BEGIN DOCUMENT EXTRACT

Here’s another Red Pill: no one (and I mean no one) is coming to save you. No one (and I mean no one) is responsible for your actions but you. If you can’t save yourself, you’ll just have to depend on luck, which is a crappy strategy. There is no secret cabal of government good guys like Qanon® used to put in his cryptic message board posts. Q is not coming to save you.
I guess QANON was just another 4Chan teller.
Part of the problem with taking a Red Pill is that, once you’re finally awake and aware of how the world works, just like Ebola, you want to share it with people. That’s a bad idea.
The unfortunately named Desiderius Erasmus Roterdamus made the silly quote, “In the kingdom of the blind, the one-eyed man is king,” and with the new Red Pill knowledge, you want to share it far and wide.
Sadly, Desiderius, the one-eyed man is not king.
As H.G. Wells wrote, the blind people can’t see what the one-eyed dude describes. They think him mad, and if they have a chance they’ll tie him down and remove that silly eye that keeps giving him all of those wild notions and that awful practical joke of leaving the plunger in the toilet. People will fight nearly to the death to keep a pretty lie alive, especially when the Truth is ugly.
I wrote a check to a charity for the blind, but I’m worried they’ll never see a penny of it.
But there is opportunity for an individual once the first real Red Pill hits. Seeking Truth becomes a habit. And you find that Truth exists in many, many more places than you might imagine. When I go to find Truth, I know one place I can find it very quickly.
Truth is in the Iron.
I started lifting again this week for the first time since COVID raised its head. I was stunned at how one of my standard lifts was half – HALF – what it had been 18 months ago.
That is Truth. The Iron is Truth.
Was it at all pleasant to find my strength had dropped that far, that fast?
Of course not.
But it is True.
I gave up on lifting cases of Pepsi® for exercise, it was just soda pressing.
I cannot hide from the Iron. I cannot cheat the Iron. The only things there in the weight room are the Iron, Gravity, and Me. The only thing that changes in that equation is me. I can’t blame the Iron. I can’t blame Gravity.

END DOCUMENT EXTRACT

§ **TASKS AND EXERCISES**:
(a) According to the post on Red Pills and lifting, how did one of the writer's standard lifts compare with 18 months earlier?
(b) Return everything in the post on Red Pills and lifting from "I wrote a check" down to "Of course not.", copied word for word.

BEGIN EXTRACTED ENTRIES

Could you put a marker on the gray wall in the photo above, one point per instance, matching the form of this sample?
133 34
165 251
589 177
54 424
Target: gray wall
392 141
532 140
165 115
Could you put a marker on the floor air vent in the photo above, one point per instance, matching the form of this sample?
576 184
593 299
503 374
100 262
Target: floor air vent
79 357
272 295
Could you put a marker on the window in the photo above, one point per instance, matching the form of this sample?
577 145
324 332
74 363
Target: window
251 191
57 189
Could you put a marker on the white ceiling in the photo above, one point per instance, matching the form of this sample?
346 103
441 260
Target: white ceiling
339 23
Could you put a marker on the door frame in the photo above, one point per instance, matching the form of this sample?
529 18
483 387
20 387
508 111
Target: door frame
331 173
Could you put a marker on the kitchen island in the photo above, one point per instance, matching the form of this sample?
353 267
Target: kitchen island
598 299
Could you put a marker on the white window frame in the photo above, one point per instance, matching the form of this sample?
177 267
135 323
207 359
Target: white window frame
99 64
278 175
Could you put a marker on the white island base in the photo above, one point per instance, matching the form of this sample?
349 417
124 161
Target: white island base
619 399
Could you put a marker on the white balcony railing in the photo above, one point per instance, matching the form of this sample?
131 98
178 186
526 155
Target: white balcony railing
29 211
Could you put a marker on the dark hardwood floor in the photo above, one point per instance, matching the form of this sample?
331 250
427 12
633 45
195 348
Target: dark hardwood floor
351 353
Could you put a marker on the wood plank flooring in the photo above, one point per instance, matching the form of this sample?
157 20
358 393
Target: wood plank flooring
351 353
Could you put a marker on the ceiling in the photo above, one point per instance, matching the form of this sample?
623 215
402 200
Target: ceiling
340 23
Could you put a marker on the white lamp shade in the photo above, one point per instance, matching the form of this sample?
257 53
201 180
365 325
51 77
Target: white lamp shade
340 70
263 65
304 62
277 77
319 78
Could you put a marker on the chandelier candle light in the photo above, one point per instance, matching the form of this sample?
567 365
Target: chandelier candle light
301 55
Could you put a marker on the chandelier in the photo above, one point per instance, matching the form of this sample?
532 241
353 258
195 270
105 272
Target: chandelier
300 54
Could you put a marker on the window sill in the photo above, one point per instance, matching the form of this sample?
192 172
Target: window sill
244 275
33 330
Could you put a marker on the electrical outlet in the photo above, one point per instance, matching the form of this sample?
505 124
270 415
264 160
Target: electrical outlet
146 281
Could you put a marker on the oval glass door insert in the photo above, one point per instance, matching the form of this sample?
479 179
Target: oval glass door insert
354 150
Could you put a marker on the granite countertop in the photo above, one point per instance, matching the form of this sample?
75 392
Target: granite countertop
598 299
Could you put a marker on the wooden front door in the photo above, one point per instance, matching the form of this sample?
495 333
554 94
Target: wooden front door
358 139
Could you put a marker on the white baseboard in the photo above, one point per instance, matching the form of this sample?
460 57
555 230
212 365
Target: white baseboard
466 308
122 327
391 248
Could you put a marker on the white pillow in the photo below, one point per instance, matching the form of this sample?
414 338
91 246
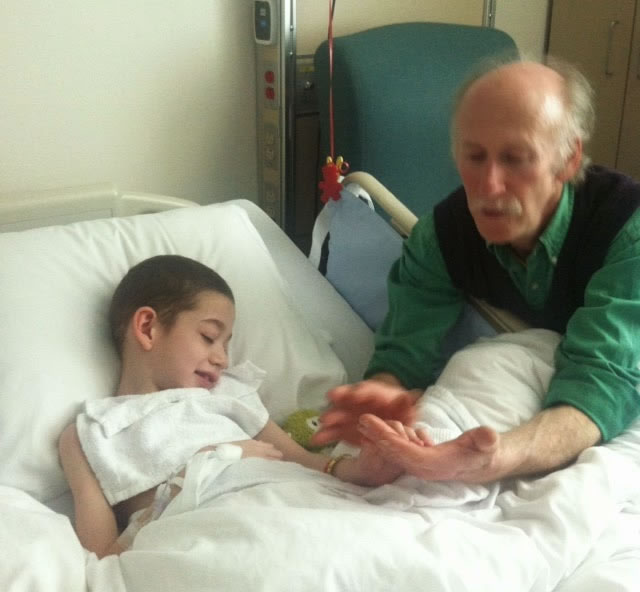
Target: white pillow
44 552
55 287
502 380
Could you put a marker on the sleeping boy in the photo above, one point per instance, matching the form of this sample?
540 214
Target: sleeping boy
171 319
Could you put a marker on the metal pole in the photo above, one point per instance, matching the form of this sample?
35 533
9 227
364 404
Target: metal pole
489 13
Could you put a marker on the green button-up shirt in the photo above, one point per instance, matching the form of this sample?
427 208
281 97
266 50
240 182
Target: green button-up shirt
597 361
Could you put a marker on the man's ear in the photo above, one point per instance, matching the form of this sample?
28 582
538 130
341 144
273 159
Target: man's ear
143 325
572 165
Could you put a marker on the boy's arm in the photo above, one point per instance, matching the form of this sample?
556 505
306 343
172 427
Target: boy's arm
95 521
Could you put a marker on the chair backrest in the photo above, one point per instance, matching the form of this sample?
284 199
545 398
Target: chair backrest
393 90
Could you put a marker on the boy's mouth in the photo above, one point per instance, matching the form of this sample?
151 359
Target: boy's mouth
207 379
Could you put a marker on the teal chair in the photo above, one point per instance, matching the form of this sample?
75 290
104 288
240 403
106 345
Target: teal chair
393 89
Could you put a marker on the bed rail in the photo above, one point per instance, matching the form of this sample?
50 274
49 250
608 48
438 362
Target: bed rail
21 211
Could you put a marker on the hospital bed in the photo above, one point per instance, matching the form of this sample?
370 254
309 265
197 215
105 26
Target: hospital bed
273 528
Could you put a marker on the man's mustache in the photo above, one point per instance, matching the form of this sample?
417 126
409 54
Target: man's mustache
496 205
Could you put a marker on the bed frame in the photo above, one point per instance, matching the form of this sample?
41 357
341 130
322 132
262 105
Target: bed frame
21 211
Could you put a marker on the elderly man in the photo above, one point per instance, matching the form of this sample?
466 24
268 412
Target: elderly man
534 230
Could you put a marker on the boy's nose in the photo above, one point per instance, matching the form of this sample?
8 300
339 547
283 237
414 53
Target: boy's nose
219 357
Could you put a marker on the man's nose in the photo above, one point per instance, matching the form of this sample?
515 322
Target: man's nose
492 180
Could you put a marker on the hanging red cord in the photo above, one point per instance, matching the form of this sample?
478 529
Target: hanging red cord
332 5
334 168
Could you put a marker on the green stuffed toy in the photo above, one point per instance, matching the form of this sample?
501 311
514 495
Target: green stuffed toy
301 425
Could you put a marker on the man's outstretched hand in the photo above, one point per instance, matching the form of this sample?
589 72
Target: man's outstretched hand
472 457
351 401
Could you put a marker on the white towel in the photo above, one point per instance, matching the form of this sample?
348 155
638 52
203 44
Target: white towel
135 442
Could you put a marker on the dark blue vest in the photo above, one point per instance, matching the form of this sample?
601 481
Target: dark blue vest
604 202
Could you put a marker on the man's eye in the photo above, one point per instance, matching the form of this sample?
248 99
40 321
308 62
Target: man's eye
512 159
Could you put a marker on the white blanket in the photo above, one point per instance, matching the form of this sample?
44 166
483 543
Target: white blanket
273 526
270 526
135 442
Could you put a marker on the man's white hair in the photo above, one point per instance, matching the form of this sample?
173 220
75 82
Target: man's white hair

END EXTRACTED ENTRIES

§ **REPLIES**:
(a) It was half of what it had been 18 months ago.

(b)
I wrote a check to a charity for the blind, but I’m worried they’ll never see a penny of it.
But there is opportunity for an individual once the first real Red Pill hits. Seeking Truth becomes a habit. And you find that Truth exists in many, many more places than you might imagine. When I go to find Truth, I know one place I can find it very quickly.
Truth is in the Iron.
I started lifting again this week for the first time since COVID raised its head. I was stunned at how one of my standard lifts was half – HALF – what it had been 18 months ago.
That is Truth. The Iron is Truth.
Was it at all pleasant to find my strength had dropped that far, that fast?
Of course not.